**Kurze Aufgabe 1**
Ersetze in dem Abschnitt der Auflistung, der mit der Zeile beginnt, die „it: point(1024, 217).“ enthält, und mit der Zeile endet, die „point(668, 20)“ enthält, „electrical transmission tower“ durch „high-voltage pylon“. Gib nur diese Zeilen wieder und lass alles andere unverändert.

**Vorgegebener Text**
········
# GT Kataloge zum Download



## Bastieeeh (7. April 2008)

Hey Leute,

mit freundlicher Unterstützung von KingMoe präsentiere ich hier ziemlich viele GT Kataloge.

1988-USA
1989-Inlay_MBA-Feb
1990-USA
1991-Sport-Import
1991-USA
1992-Sport-Import
1992-Techshop
1993-Techshop
1993-USA
1994-Sport-Import
1995-Techshop
1996-Sport-Import
1997-Sport-Import
1998-Sport-Import A4
1998-Sport-Import-klein
1999-Sport-Import-Händler-NUR_MTB
2000-Sport-Import-Händler
2000-USA-NUR_MTB
2001-Deutsch-NUR_MTB
2002-BeNeLux
2003-Epple-Folder

Viel Spaß damit!


----------



## Janikulus (8. April 2008)

tolle Arbeit! vielen Dank!


----------



## MTB-News.de




----------



## kingmoe (8. April 2008)

Wobei ich noch sagen möchte, dass ich zwar den Großteil, aber nicht alle Kataloge gescannt habe.

Viel spaß beim Stöbern und dank an Bastieeeh


----------



## versus (8. April 2008)

wie geil! vielen dank für die arbeit - da wird heute abend gestöbert ;-)
········
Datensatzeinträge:
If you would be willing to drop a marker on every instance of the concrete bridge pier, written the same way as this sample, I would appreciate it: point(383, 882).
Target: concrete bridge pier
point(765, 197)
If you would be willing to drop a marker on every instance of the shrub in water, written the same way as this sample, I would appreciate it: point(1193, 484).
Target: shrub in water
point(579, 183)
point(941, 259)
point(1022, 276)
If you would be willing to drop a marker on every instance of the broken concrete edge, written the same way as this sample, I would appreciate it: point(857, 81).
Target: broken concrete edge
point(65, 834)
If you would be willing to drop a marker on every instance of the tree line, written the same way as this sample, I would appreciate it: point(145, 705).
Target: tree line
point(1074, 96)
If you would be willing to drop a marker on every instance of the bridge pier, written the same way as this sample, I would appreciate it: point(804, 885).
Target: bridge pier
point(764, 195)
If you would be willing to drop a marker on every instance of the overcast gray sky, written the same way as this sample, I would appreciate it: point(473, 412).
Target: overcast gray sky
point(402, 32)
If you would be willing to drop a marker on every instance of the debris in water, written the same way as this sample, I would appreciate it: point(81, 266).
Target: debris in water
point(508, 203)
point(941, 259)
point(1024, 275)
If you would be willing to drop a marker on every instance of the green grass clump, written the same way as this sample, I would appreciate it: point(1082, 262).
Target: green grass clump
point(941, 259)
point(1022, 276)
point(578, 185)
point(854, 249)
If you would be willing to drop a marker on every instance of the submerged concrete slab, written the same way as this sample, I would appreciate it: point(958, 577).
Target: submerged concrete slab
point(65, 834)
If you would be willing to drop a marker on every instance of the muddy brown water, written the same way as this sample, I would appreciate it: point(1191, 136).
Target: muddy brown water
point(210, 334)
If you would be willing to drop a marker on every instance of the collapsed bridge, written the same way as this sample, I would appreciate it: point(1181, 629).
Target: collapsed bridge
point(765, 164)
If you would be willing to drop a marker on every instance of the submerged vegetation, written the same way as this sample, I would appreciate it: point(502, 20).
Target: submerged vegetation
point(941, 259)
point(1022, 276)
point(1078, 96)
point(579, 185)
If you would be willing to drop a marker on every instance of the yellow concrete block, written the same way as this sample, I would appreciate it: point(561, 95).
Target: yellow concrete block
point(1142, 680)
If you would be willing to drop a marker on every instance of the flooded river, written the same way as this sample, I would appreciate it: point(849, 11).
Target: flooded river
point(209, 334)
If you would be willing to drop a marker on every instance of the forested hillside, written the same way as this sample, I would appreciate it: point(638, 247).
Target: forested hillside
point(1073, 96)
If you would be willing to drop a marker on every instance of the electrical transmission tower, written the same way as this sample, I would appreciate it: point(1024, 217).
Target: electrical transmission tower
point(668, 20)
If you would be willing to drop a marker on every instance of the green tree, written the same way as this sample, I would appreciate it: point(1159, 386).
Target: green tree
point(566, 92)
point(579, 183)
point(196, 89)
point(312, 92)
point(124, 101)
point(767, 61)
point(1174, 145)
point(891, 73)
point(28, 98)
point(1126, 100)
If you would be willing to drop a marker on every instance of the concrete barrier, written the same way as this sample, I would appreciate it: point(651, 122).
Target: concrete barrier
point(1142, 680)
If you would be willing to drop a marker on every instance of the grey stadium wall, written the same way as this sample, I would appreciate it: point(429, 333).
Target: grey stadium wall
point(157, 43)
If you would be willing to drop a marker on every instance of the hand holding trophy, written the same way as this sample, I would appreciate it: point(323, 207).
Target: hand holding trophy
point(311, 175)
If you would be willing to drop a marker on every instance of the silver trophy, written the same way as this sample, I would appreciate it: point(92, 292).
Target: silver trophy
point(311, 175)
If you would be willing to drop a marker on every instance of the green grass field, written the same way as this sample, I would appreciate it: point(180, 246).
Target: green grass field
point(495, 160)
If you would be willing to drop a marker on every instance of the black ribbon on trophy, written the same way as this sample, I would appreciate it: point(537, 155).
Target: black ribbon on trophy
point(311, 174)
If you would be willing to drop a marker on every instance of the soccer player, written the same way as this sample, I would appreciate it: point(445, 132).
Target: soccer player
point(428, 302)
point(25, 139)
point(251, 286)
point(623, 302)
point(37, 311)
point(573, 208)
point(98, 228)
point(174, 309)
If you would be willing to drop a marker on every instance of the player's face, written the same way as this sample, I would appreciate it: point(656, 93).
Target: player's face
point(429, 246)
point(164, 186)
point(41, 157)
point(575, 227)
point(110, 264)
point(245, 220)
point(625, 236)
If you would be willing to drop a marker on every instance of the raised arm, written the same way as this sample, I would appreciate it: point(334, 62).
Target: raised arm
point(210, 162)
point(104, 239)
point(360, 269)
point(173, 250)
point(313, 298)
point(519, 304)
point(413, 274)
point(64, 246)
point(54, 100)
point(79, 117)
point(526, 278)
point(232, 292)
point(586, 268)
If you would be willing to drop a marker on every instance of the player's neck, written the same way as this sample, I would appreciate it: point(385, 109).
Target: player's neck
········
**Kurze Aufgabe 2**
Welchen Anteil der Kataloge hat kingmoe laut dem Forenthread zu den GT-Katalogen gescannt?

**Vollständige Antwort 1**
If you would be willing to drop a marker on every instance of the high-voltage pylon, written the same way as this sample, I would appreciate it: point(1024, 217).
Target: high-voltage pylon
point(668, 20)

**Vollständige Antwort 2**
kingmoe hat den Großteil der Kataloge gescannt, aber nicht alle.